[Entries from a set of point annotations]
┌──
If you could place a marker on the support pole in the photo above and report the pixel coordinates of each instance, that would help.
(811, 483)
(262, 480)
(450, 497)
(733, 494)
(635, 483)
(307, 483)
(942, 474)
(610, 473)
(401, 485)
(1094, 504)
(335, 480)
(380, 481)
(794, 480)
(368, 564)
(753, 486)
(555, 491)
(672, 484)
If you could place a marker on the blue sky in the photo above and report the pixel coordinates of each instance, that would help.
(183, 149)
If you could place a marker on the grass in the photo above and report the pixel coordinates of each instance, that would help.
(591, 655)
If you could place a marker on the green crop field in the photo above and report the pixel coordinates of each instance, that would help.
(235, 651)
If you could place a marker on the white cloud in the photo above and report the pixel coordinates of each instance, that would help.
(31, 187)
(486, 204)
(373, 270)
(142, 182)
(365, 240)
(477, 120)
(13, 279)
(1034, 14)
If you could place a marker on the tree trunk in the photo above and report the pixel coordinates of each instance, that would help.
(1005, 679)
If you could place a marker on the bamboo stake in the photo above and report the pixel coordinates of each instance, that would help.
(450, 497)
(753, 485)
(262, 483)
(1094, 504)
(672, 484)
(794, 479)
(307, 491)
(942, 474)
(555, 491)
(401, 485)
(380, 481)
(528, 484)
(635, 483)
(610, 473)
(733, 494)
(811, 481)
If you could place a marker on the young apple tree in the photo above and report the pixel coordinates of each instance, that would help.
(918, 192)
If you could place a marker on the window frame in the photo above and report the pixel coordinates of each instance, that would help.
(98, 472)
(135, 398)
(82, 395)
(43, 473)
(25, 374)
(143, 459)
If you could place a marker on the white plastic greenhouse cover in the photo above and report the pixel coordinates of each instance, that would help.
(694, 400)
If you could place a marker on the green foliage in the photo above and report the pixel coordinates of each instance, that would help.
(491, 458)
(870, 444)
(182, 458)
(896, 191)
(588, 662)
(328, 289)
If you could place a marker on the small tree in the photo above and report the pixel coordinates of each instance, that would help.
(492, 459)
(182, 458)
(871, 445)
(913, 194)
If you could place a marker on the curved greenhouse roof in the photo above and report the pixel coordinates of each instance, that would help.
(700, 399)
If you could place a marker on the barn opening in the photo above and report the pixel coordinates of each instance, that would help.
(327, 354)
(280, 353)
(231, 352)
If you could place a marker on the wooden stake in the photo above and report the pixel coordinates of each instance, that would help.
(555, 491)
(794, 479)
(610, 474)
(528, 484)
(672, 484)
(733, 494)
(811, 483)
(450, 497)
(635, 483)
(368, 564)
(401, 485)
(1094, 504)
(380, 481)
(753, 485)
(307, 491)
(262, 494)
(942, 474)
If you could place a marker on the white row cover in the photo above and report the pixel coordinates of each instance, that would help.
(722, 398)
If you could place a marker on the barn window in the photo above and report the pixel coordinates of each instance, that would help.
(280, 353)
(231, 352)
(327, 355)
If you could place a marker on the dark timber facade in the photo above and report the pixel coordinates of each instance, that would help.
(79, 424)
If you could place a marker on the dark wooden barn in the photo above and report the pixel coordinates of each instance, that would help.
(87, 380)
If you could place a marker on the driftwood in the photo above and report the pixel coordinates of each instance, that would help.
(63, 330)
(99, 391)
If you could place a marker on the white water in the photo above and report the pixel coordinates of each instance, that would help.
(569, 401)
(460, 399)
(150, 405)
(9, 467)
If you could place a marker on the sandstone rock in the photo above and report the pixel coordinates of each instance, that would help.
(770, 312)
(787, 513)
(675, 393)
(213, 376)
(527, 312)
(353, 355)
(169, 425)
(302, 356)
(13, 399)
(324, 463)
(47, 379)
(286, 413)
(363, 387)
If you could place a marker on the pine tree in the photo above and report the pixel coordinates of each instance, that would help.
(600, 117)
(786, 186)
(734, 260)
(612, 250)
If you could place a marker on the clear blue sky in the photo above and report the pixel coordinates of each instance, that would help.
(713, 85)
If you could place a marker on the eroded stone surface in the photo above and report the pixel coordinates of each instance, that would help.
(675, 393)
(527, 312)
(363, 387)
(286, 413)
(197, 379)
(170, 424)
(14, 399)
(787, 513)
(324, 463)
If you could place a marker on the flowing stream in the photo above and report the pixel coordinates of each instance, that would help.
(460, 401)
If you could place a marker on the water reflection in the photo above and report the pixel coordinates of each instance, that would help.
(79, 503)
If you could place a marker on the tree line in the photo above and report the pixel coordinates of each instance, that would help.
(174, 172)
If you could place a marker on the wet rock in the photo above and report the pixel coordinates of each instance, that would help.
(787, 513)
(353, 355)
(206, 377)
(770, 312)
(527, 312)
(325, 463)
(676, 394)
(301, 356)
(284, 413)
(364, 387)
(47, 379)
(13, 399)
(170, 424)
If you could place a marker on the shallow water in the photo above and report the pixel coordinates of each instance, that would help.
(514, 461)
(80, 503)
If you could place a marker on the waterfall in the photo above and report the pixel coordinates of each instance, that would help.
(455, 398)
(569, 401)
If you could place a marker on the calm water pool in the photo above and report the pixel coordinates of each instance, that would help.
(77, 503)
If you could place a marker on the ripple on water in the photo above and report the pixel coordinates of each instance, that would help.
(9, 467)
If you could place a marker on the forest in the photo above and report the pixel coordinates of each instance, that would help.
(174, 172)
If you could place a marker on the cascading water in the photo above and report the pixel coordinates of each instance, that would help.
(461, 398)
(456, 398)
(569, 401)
└──
WRITTEN EXERCISE.
Format every line of the listing above as a JSON list of strings, one string per line, and omit any blank lines.

ANSWER.
[
  "If you could place a marker on the support pole in the photo above and report the pixel coordinates of each instance, that would help.",
  "(811, 483)",
  "(262, 480)",
  "(450, 497)",
  "(733, 494)",
  "(635, 483)",
  "(307, 483)",
  "(942, 474)",
  "(610, 473)",
  "(401, 485)",
  "(1094, 504)",
  "(335, 480)",
  "(380, 481)",
  "(794, 480)",
  "(368, 564)",
  "(753, 486)",
  "(555, 491)",
  "(672, 484)",
  "If you could place a marker on the blue sky in the photo above and report the pixel coordinates of each instance, that would help.",
  "(183, 149)",
  "If you could place a marker on the grass in the photo above and report the pixel coordinates of each instance, that would help.",
  "(591, 655)",
  "If you could place a marker on the green crop field in the photo above and report the pixel coordinates of each instance, that would help.",
  "(235, 651)",
  "If you could place a marker on the white cloud in the photo above and report the pixel coordinates of each instance, that would help.",
  "(31, 187)",
  "(486, 204)",
  "(373, 270)",
  "(142, 182)",
  "(365, 240)",
  "(477, 120)",
  "(13, 279)",
  "(1034, 14)",
  "If you could place a marker on the tree trunk in the photo above and report the pixel coordinates of each instance, that would help.",
  "(1005, 679)",
  "If you could place a marker on the bamboo stake in the photo above and report the pixel coordinates of each instance, that would help.",
  "(450, 497)",
  "(753, 485)",
  "(262, 483)",
  "(1094, 504)",
  "(672, 484)",
  "(794, 479)",
  "(307, 491)",
  "(942, 474)",
  "(555, 491)",
  "(401, 485)",
  "(380, 481)",
  "(528, 484)",
  "(635, 483)",
  "(610, 473)",
  "(733, 494)",
  "(811, 481)",
  "If you could place a marker on the young apple tree in the photo above and report the pixel coordinates of each instance, that would help.",
  "(918, 192)",
  "If you could place a marker on the window frame in the photo above and report the pixel coordinates of each instance, that would help.",
  "(98, 472)",
  "(135, 398)",
  "(82, 395)",
  "(43, 473)",
  "(25, 374)",
  "(143, 459)",
  "If you could place a marker on the white plastic greenhouse cover in the photo above and report the pixel coordinates of each instance, that would help.",
  "(694, 400)",
  "If you could place a marker on the green foliage in the photo above and report the pixel coordinates of each instance, that would help.",
  "(491, 458)",
  "(870, 444)",
  "(182, 458)",
  "(896, 191)",
  "(588, 662)",
  "(328, 289)",
  "If you could place a marker on the small tree in the photo above and report the pixel coordinates of each instance, that would help.",
  "(492, 459)",
  "(182, 458)",
  "(871, 445)",
  "(913, 194)",
  "If you could place a marker on the curved greenhouse roof in the photo above and report the pixel coordinates of each instance, that would help.",
  "(700, 399)",
  "If you could place a marker on the barn opening in the photo above and report the pixel coordinates of each instance, that would help.",
  "(327, 354)",
  "(280, 353)",
  "(231, 352)",
  "If you could place a marker on the wooden stake in the photo above and report the pixel coordinates of each instance, that would help.",
  "(555, 491)",
  "(794, 479)",
  "(610, 474)",
  "(528, 484)",
  "(672, 484)",
  "(733, 494)",
  "(811, 483)",
  "(450, 497)",
  "(635, 483)",
  "(368, 564)",
  "(401, 485)",
  "(1094, 504)",
  "(380, 481)",
  "(753, 485)",
  "(307, 491)",
  "(262, 494)",
  "(942, 474)",
  "If you could place a marker on the white row cover in the photo above and report the pixel coordinates of each instance, that would help.",
  "(722, 398)",
  "If you could place a marker on the barn window in the photo above and report the pixel coordinates of each instance, that would help.",
  "(280, 353)",
  "(231, 352)",
  "(327, 355)",
  "If you could place a marker on the dark timber facade in the photo above and report the pixel coordinates of each instance, that would help.",
  "(79, 424)",
  "If you could place a marker on the dark wooden barn in the photo above and report the pixel coordinates of each instance, that would help.",
  "(87, 380)",
  "If you could place a marker on the driftwood in the photo above and report the pixel coordinates of each instance, that would help.",
  "(63, 330)",
  "(99, 391)",
  "If you could place a marker on the white water in the photo above and report the pixel coordinates of each instance, that would help.",
  "(569, 401)",
  "(460, 399)",
  "(150, 405)",
  "(9, 467)",
  "If you could place a marker on the sandstone rock in the photo above and report the pixel coordinates of each instance, that would help.",
  "(770, 312)",
  "(787, 513)",
  "(675, 393)",
  "(213, 376)",
  "(527, 312)",
  "(353, 355)",
  "(169, 425)",
  "(302, 356)",
  "(13, 399)",
  "(324, 463)",
  "(47, 379)",
  "(286, 413)",
  "(363, 387)",
  "If you could place a marker on the pine tree in the photo above and report the pixel coordinates of each instance, that would help.",
  "(600, 117)",
  "(786, 186)",
  "(734, 260)",
  "(612, 250)",
  "If you could place a marker on the clear blue sky in the photo above and report the pixel coordinates of each instance, that would help.",
  "(713, 85)",
  "If you could place a marker on the eroded stone surface in the photo above and report the pixel coordinates of each instance, that would help.",
  "(675, 393)",
  "(527, 312)",
  "(363, 387)",
  "(286, 413)",
  "(197, 379)",
  "(170, 424)",
  "(14, 399)",
  "(787, 513)",
  "(324, 463)",
  "If you could place a marker on the flowing stream in the photo above and report the pixel coordinates of each instance, that would help.",
  "(460, 401)",
  "If you could place a marker on the water reflection in the photo above and report the pixel coordinates of each instance, that would help.",
  "(79, 503)",
  "If you could place a marker on the tree line in the photo above and report the pixel coordinates of each instance, that would help.",
  "(174, 172)",
  "If you could place a marker on the wet rock in the photo above and report the pixel coordinates of each instance, that would help.",
  "(787, 513)",
  "(353, 355)",
  "(206, 377)",
  "(770, 312)",
  "(527, 312)",
  "(325, 463)",
  "(676, 394)",
  "(301, 356)",
  "(284, 413)",
  "(364, 387)",
  "(47, 379)",
  "(13, 399)",
  "(170, 424)",
  "If you could place a marker on the shallow water in the photo above and report the pixel coordinates of each instance, that would help.",
  "(514, 461)",
  "(80, 503)",
  "If you could place a marker on the waterfall in the photo above and report the pixel coordinates of each instance, that would help.",
  "(455, 398)",
  "(569, 401)",
  "If you could place a marker on the calm water pool in the photo above and report the pixel coordinates of each instance, that would help.",
  "(77, 503)",
  "If you could place a marker on the ripple on water in the photo above and report the pixel coordinates of each instance, that would help.",
  "(9, 467)",
  "If you could place a marker on the forest in the photo above and report the pixel coordinates of each instance, that would help.",
  "(174, 172)",
  "If you could place a marker on the cascading water in the photo above and report the pixel coordinates of each instance, that would help.",
  "(461, 398)",
  "(456, 398)",
  "(569, 401)"
]